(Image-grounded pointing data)

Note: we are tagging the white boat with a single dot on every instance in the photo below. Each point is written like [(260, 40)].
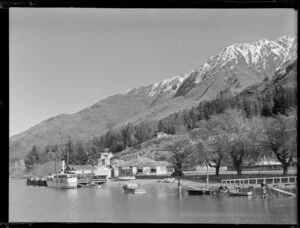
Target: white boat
[(126, 178), (133, 188), (239, 193), (62, 180)]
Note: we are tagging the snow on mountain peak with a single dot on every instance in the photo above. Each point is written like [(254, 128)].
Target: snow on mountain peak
[(252, 54)]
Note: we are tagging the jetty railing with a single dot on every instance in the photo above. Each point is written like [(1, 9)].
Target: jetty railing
[(291, 180)]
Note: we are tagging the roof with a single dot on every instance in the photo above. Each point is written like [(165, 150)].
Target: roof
[(82, 167), (145, 162)]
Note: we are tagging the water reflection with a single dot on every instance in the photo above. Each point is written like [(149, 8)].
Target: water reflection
[(160, 203), (71, 193)]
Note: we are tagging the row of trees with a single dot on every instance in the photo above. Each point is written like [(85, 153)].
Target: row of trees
[(208, 116), (231, 137), (274, 101)]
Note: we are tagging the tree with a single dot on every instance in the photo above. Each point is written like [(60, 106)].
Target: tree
[(280, 137), (179, 155), (32, 158), (81, 154), (238, 129), (69, 153)]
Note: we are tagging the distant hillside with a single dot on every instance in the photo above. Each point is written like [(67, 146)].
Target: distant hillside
[(233, 70)]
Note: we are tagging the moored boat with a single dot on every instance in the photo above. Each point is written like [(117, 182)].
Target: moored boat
[(200, 191), (126, 178), (89, 185), (239, 193), (133, 188), (62, 180)]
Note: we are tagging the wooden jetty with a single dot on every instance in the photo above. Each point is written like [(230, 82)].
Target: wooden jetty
[(282, 191), (282, 182)]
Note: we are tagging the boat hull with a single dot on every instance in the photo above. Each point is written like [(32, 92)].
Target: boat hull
[(126, 178), (199, 192), (67, 185), (240, 193), (134, 189)]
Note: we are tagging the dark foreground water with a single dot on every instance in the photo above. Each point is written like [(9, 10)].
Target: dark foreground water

### [What the task asks]
Out of the entries above, write out only the lines between the line holding "Note: we are tagging the jetty" and the line holding "Note: we are tagging the water", inclusive, each exactly as given.

### [Solution]
Note: we are tagging the jetty railing with a single dot on every instance in the photo above. Each point is written like [(1, 9)].
Target: jetty railing
[(291, 180)]
Note: we are tagging the roof with a single dot on every instance in the photo above. Each point is written like [(165, 150)].
Target: roof
[(82, 167), (145, 162)]
Note: we are tagging the water reflection with a single dot on every instance in the photo above. Each point is written like [(149, 8)].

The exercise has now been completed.